►
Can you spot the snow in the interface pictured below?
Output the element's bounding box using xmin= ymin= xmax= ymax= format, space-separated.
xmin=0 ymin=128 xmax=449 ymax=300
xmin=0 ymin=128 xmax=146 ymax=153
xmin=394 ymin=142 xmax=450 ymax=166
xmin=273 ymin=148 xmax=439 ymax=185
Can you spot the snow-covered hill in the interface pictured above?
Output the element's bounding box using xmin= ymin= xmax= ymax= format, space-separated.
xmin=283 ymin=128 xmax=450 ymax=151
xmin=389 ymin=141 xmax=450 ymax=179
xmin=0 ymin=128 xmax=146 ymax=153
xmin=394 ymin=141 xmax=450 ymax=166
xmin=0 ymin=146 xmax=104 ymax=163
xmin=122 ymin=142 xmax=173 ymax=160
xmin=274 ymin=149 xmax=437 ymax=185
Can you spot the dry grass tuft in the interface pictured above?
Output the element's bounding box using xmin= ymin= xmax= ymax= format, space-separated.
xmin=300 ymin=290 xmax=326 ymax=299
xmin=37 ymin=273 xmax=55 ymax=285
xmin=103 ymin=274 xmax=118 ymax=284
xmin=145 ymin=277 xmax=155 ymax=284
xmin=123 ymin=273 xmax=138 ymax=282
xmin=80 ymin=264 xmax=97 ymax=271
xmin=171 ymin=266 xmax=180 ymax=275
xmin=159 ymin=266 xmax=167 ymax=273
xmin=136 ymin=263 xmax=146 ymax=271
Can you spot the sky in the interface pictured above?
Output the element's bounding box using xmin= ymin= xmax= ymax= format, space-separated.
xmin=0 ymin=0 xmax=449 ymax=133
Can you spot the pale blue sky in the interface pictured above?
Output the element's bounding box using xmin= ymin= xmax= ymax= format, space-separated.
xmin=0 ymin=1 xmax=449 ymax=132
◄
- **Action item**
Copy out all of the records verbatim.

- **Answer to the exercise**
Can you spot the snow in the interface pictured below?
Output the element's bounding box using xmin= ymin= xmax= ymax= format, space-separated.
xmin=0 ymin=128 xmax=449 ymax=300
xmin=0 ymin=128 xmax=146 ymax=153
xmin=394 ymin=142 xmax=450 ymax=166
xmin=273 ymin=148 xmax=439 ymax=185
Can you spot the snow-covered hill in the interface pictured above?
Output the element's bounding box using xmin= ymin= xmax= ymax= format, space-separated.
xmin=283 ymin=128 xmax=450 ymax=151
xmin=389 ymin=141 xmax=450 ymax=179
xmin=0 ymin=128 xmax=146 ymax=153
xmin=394 ymin=141 xmax=450 ymax=166
xmin=0 ymin=146 xmax=104 ymax=163
xmin=122 ymin=142 xmax=173 ymax=160
xmin=274 ymin=149 xmax=437 ymax=185
Can you spot the dry grass tuft in the interface pictured above?
Output the element's bounding box using xmin= ymin= xmax= ymax= format, space-separated.
xmin=300 ymin=290 xmax=326 ymax=299
xmin=37 ymin=273 xmax=55 ymax=285
xmin=103 ymin=274 xmax=118 ymax=284
xmin=145 ymin=277 xmax=155 ymax=284
xmin=123 ymin=273 xmax=138 ymax=282
xmin=80 ymin=264 xmax=97 ymax=271
xmin=171 ymin=266 xmax=180 ymax=275
xmin=159 ymin=266 xmax=167 ymax=273
xmin=136 ymin=263 xmax=146 ymax=271
Can you spot the sky in the interface pictured above?
Output the element's bounding box using xmin= ymin= xmax= ymax= format, space-separated.
xmin=0 ymin=0 xmax=449 ymax=133
Can you spot the pale blue sky in the interface pictured above?
Output the element's bounding box using xmin= ymin= xmax= ymax= format, space-separated.
xmin=0 ymin=1 xmax=449 ymax=132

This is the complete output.